● **PROBLEM REQUIREMENTS**: What are the lines, copied exactly, from the one containing "Please spot the power" through the last line of the records below, both included?

-- Opening Marker --

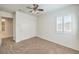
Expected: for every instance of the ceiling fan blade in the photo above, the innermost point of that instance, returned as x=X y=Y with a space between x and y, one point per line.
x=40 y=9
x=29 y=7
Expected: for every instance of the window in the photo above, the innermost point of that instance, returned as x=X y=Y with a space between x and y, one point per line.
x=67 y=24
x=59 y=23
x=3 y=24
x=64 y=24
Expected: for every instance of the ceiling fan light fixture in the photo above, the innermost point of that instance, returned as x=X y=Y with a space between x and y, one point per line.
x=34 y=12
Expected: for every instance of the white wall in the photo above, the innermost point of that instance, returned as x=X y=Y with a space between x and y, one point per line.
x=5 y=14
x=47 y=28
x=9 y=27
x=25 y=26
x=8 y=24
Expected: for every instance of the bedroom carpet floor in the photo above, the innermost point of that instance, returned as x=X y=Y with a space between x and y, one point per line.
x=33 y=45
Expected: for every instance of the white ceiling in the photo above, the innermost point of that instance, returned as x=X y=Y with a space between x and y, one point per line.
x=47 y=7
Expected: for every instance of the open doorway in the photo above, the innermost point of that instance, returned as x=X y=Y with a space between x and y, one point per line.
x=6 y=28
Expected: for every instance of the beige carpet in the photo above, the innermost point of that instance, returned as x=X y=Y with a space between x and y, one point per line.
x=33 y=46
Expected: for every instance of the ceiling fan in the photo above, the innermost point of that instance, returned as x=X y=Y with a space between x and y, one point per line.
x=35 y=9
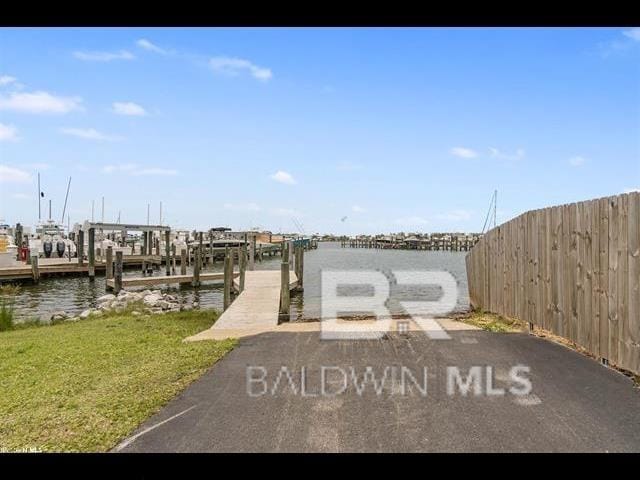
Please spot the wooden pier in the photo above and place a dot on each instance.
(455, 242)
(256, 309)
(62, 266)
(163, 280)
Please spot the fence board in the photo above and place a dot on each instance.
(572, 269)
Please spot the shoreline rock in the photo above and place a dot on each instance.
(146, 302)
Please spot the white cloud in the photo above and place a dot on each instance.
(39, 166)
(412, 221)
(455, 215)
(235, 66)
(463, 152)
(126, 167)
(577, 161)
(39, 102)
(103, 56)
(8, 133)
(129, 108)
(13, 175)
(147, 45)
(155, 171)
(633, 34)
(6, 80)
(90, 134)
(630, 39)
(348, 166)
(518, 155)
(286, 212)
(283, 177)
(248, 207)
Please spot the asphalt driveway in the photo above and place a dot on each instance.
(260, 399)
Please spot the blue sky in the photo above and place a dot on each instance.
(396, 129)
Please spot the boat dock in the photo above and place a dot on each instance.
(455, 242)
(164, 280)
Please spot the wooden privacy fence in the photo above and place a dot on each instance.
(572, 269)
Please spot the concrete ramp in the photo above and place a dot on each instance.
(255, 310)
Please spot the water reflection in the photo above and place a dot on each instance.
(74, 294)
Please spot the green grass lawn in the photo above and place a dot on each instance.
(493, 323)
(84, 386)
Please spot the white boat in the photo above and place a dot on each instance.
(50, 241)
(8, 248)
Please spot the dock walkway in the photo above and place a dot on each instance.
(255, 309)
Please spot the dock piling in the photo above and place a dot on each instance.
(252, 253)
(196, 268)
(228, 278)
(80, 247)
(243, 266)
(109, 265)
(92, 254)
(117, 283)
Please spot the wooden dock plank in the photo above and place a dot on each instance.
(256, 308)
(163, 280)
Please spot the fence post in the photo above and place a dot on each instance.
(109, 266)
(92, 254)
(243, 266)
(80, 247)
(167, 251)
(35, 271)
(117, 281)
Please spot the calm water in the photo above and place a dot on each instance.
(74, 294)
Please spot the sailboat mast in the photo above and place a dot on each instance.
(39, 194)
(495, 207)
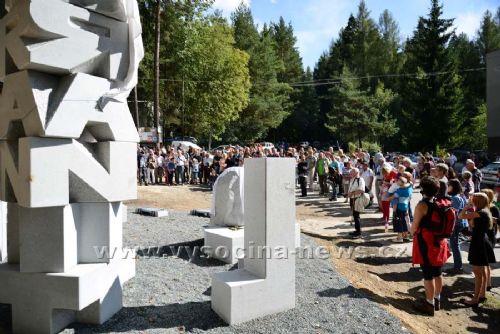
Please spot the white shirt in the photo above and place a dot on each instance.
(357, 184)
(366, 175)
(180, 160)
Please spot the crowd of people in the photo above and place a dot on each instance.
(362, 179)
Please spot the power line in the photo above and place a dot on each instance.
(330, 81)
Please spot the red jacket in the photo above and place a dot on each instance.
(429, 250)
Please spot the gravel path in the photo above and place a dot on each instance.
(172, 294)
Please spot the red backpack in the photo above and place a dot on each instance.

-- Closing Marker --

● **WRITTEN REPLY**:
Please spot the power line in the photo above and place a dot on each instance.
(330, 81)
Please spot the red jacket in the photo above and place a dot on each instance.
(429, 250)
Please spot the gravel path in the photo above and place a dot on each instance.
(172, 294)
Please spot the red backpack in the photo above and place a dot on each instance.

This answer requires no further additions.